- _Task details_
Rewrite the rows below, changing every "cabinet door" to "cupboard door" and keeping everything else as it is.

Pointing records
[Begin]

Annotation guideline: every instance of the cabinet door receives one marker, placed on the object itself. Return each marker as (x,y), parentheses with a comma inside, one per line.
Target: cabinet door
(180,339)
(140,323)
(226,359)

[End]

- _Solution_
Annotation guideline: every instance of the cupboard door receives one marker, placed on the object itself. Return each marker as (x,y), parentheses with a comma inside, one per line.
Target: cupboard door
(180,339)
(140,323)
(226,359)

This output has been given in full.